» ENTRIES SUPPLIED:
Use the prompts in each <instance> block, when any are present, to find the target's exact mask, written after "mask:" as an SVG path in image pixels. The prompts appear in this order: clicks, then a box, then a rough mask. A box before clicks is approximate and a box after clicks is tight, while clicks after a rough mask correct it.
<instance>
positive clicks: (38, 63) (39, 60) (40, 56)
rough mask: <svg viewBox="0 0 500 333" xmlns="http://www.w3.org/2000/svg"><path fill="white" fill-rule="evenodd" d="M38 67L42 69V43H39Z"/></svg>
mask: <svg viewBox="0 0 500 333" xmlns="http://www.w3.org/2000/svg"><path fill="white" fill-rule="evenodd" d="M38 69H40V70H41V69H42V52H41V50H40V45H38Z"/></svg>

» GOAL OF THE EXERCISE:
Find each line in the entries above that contains the string "http", and copy those lines in full.

» ANSWER TO THIS TASK:
rough mask: <svg viewBox="0 0 500 333" xmlns="http://www.w3.org/2000/svg"><path fill="white" fill-rule="evenodd" d="M38 67L42 69V43H39Z"/></svg>
mask: <svg viewBox="0 0 500 333" xmlns="http://www.w3.org/2000/svg"><path fill="white" fill-rule="evenodd" d="M38 69H40V70H41V69H42V52H41V50H40V45H38Z"/></svg>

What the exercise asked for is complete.